### Task statement
Arrange the items from the beginning through the line containing "(0, 0), (1024, 259)" as a two-column CSV with the headers "label" and "boxes", one row per item. Put each item's text and its answer in their own quoted fields, replacing line breaks with spaces.

------------------------------

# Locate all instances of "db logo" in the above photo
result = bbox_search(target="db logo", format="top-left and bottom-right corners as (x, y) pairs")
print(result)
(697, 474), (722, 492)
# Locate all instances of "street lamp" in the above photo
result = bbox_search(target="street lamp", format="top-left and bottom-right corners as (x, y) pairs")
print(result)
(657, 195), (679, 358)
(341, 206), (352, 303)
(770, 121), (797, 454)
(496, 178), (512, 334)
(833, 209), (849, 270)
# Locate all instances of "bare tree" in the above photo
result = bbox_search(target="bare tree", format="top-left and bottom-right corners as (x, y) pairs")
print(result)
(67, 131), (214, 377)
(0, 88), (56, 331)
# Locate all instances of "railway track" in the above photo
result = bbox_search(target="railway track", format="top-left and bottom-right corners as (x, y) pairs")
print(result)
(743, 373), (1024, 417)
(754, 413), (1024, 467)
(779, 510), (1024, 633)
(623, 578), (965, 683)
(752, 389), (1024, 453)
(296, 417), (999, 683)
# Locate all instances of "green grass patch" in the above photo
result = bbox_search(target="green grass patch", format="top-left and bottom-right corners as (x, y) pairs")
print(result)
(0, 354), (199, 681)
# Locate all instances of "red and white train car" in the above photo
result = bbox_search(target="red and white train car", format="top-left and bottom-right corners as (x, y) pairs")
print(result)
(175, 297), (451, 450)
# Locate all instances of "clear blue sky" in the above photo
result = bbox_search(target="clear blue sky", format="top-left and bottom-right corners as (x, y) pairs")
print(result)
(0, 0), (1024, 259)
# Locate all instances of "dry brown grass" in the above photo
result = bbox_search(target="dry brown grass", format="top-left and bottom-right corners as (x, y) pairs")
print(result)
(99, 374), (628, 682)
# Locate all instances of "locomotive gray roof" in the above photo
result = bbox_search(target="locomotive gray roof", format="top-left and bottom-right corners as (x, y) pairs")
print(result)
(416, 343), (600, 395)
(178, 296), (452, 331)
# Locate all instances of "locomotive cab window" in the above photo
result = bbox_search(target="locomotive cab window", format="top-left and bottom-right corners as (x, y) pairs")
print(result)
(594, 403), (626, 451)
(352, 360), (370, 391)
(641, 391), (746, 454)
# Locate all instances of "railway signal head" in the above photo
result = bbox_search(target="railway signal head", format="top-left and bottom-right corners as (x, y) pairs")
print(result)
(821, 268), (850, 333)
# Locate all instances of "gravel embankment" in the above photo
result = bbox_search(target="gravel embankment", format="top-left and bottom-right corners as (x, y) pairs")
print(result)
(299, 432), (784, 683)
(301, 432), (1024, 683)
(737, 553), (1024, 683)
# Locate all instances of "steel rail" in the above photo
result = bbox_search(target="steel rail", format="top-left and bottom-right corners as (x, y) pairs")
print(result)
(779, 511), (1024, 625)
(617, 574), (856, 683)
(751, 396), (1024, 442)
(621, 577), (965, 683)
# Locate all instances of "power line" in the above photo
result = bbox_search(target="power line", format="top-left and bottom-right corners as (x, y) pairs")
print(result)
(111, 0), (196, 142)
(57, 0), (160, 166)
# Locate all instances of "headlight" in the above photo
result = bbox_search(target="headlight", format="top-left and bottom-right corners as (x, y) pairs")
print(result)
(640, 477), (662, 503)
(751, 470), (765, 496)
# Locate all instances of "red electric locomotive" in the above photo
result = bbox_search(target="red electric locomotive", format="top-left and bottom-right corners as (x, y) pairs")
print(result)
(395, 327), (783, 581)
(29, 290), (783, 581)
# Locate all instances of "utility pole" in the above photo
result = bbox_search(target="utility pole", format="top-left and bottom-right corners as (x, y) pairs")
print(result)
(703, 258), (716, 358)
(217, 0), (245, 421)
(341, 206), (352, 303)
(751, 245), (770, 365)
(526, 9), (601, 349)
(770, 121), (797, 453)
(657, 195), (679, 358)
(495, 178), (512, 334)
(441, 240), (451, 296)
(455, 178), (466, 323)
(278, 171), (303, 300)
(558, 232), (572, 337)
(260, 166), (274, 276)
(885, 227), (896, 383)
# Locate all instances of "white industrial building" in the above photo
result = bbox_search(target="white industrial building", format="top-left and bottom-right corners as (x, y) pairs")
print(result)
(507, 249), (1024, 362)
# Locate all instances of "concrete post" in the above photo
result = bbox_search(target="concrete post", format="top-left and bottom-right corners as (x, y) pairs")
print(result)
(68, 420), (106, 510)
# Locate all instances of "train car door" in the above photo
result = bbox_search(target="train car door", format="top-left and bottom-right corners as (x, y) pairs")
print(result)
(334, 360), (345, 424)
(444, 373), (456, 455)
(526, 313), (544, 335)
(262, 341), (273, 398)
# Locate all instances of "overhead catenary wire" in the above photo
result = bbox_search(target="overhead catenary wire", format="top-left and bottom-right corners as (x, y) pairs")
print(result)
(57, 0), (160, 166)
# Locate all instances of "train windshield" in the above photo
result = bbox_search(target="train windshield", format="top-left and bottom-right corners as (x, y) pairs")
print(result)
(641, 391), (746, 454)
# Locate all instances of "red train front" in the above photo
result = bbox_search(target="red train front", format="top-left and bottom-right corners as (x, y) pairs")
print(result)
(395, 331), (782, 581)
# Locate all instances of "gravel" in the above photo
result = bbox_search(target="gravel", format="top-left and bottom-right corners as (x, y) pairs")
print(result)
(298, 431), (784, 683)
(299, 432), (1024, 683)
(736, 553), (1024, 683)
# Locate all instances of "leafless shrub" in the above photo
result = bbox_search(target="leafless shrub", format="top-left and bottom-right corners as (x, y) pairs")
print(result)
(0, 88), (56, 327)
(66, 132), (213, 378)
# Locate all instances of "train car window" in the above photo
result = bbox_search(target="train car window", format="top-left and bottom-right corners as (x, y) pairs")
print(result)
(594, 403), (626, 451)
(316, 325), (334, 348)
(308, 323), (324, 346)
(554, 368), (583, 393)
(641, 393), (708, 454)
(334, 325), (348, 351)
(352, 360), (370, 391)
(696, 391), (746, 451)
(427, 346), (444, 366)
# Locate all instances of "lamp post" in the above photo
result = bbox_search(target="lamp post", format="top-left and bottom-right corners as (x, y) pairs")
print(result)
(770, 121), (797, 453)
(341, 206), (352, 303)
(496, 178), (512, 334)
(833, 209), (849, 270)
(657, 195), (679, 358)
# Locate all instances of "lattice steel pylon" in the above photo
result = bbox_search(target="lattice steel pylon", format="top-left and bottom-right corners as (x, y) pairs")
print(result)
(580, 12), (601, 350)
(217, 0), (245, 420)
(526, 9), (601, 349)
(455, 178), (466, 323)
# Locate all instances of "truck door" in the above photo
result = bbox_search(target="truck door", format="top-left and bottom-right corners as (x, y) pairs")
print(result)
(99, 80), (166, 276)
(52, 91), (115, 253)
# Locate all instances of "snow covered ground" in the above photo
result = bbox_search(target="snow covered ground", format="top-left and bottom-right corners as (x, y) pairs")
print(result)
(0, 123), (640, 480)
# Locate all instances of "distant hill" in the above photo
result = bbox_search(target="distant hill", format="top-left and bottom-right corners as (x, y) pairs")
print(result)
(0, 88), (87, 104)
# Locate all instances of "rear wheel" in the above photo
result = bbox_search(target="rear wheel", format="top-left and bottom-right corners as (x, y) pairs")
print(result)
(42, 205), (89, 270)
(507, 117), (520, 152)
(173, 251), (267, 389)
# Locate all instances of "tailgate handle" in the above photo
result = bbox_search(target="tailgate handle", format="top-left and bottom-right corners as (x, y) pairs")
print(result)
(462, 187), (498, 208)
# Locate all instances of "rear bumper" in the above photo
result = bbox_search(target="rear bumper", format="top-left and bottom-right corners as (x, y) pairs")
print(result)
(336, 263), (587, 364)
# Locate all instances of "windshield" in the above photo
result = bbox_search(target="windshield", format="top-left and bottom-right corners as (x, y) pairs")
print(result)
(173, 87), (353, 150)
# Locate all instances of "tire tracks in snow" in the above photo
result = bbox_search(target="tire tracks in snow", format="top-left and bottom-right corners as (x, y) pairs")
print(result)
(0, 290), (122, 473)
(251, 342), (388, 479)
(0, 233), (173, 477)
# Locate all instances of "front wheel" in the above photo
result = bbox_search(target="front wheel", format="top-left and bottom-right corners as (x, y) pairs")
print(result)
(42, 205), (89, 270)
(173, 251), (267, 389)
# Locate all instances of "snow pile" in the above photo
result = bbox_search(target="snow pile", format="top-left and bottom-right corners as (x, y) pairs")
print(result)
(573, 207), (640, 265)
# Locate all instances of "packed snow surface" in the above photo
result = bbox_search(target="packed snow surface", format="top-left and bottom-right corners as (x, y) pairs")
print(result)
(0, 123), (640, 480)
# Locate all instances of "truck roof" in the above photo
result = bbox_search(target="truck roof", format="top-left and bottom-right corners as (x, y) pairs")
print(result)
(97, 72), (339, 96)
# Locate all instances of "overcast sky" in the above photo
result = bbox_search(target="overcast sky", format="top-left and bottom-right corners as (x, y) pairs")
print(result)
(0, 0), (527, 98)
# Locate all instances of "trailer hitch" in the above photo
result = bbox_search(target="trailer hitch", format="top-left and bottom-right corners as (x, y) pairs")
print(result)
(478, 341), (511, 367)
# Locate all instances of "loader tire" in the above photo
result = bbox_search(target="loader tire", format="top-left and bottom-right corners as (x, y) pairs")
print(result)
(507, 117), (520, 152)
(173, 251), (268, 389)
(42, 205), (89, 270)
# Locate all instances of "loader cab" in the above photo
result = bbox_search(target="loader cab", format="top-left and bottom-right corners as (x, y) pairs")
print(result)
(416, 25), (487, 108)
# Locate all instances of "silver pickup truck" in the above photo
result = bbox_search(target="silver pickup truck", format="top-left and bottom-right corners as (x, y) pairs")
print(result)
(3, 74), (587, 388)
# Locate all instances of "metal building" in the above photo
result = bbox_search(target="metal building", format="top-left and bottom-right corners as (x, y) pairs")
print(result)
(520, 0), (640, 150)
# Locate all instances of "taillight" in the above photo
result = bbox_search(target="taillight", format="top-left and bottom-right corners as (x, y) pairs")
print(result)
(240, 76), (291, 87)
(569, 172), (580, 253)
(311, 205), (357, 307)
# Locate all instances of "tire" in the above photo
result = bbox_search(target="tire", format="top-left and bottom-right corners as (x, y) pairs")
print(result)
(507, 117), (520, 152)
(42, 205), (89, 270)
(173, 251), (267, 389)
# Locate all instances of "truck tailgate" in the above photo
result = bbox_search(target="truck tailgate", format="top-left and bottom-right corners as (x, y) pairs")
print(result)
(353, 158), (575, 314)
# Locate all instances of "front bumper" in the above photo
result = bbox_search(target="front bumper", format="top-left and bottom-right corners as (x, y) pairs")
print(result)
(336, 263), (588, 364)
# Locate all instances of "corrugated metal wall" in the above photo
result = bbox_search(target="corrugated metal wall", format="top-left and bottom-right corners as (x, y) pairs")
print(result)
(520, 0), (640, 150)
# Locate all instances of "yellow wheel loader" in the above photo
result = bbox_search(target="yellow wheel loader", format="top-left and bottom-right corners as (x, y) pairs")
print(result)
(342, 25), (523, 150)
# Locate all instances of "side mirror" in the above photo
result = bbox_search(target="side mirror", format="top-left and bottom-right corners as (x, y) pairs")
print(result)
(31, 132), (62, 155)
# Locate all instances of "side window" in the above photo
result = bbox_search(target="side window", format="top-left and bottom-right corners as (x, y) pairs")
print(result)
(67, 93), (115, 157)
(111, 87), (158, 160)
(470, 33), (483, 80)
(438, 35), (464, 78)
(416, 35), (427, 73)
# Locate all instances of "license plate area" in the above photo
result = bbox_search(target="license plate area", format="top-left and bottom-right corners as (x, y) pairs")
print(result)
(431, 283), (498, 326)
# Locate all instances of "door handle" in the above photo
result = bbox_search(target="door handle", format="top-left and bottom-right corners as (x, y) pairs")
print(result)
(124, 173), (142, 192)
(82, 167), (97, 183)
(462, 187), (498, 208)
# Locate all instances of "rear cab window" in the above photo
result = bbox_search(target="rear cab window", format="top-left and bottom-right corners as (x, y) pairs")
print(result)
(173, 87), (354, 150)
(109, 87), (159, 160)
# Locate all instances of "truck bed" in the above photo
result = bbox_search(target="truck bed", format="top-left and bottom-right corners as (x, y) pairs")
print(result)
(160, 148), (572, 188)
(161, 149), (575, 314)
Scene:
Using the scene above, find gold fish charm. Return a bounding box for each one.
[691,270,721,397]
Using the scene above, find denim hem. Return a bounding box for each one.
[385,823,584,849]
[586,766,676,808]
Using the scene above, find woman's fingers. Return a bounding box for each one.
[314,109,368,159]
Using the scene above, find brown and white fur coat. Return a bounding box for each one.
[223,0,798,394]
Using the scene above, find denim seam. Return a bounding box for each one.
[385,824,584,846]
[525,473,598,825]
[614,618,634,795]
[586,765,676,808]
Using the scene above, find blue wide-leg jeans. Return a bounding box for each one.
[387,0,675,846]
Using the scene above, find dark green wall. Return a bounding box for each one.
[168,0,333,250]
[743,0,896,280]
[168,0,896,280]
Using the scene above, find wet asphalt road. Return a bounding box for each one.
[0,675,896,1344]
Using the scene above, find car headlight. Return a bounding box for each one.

------------------------------

### Finished answer
label,boxes
"# Locate all instances of ""db logo"" in the above photo result = bbox_search(target=""db logo"", format=""top-left and bottom-right corners as (x, y) pairs"") print(result)","(697, 474), (722, 492)"
"# Locate all instances of ""street lamp"" in the above photo result = bbox_search(target=""street lamp"", format=""top-left and bottom-right corners as (x, y) pairs"") print(result)","(657, 195), (679, 358) (341, 206), (352, 303) (770, 121), (797, 454) (496, 178), (512, 334) (833, 209), (849, 270)"
"# Locate all instances of ""bare tree"" in the above photo result = bbox_search(target=""bare tree"", format=""top-left and bottom-right corners as (x, y) pairs"") print(result)","(67, 131), (214, 377) (0, 88), (56, 331)"
"# Locate all instances of ""railway track"" in the above photo result = bbox_search(target=""railway track"", format=""top-left and bottom-right corners as (x, y) pairs"") print(result)","(743, 373), (1024, 417) (754, 413), (1024, 467) (779, 510), (1024, 633) (623, 578), (965, 683) (752, 389), (1024, 453) (296, 417), (999, 683)"
"# Locate all instances of ""green grass patch"" in the above photo result = bbox_search(target=""green grass patch"", format=""top-left and bottom-right corners as (x, y) pairs"") print(result)","(0, 354), (199, 681)"
"# Locate all instances of ""red and white train car"" in the above photo result = bbox_search(target=""red and white train car"", format=""top-left and bottom-right corners as (x, y) pairs"") print(result)","(175, 297), (451, 450)"
"# Locate all instances of ""clear blue sky"" in the above photo result = bbox_search(target=""clear blue sky"", format=""top-left and bottom-right corners as (x, y) pairs"") print(result)","(0, 0), (1024, 259)"